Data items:

# # # # #

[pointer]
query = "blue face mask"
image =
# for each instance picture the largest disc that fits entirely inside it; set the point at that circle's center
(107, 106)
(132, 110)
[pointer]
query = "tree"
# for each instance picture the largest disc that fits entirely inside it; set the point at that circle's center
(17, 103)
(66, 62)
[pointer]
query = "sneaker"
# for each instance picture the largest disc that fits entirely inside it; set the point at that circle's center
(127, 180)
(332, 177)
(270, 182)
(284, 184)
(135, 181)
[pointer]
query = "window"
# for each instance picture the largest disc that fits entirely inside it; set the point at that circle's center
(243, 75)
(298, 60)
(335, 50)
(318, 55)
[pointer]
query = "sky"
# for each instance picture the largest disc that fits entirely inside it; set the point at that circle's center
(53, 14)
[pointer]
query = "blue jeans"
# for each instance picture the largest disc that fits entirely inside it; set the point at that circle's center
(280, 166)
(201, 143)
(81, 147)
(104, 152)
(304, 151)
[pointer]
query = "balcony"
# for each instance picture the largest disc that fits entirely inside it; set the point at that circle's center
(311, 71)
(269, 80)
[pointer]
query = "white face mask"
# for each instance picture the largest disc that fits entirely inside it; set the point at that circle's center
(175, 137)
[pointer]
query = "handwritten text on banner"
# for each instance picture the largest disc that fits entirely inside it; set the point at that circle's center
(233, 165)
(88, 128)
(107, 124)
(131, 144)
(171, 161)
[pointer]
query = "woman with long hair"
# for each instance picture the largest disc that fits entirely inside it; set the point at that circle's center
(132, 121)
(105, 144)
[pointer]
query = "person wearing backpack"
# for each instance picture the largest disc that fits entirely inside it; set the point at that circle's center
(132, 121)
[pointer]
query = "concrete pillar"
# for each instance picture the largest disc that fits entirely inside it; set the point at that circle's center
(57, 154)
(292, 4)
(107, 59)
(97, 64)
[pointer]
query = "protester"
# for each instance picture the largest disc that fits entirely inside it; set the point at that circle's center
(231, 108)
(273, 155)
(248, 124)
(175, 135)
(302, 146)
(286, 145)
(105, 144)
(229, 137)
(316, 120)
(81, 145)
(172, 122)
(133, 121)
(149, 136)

# # # # #

◆ What to work on
Return every line of the data above in which "blue" appears.

◆ Answer box
query = "blue face mask"
query = "blue jeans"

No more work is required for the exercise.